** What you are asked to do **
Find each line in the records below that contains the word "white", and copy it out.

** Exercise materials **
..............................
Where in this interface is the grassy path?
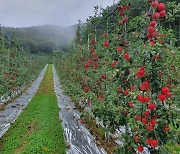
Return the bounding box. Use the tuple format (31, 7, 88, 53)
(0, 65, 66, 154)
..............................
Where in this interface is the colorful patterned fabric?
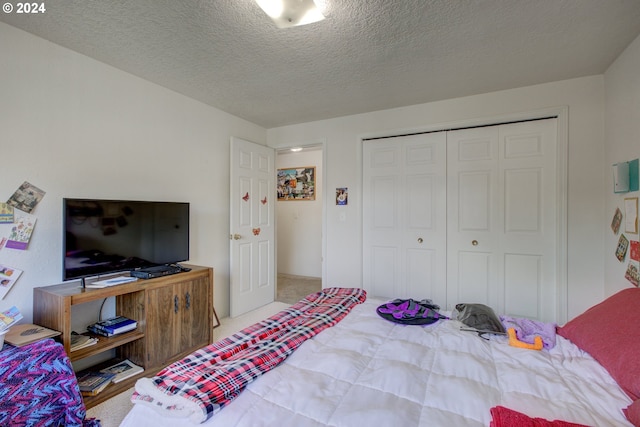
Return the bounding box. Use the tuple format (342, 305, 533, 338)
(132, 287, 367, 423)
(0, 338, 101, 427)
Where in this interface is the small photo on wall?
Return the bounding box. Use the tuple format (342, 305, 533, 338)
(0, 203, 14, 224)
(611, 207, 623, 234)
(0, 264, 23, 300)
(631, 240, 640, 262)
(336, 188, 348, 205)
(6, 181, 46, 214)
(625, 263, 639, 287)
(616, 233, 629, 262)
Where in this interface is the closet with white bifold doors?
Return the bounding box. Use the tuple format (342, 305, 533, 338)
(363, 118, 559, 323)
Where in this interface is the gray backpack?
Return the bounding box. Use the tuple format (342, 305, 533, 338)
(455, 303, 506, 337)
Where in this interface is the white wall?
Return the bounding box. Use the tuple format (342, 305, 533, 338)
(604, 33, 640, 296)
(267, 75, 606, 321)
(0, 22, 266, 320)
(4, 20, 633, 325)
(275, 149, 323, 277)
..............................
** Solution for this exercise **
Where in this interface is the closet with white bifold doors?
Where in this interface is the white wall?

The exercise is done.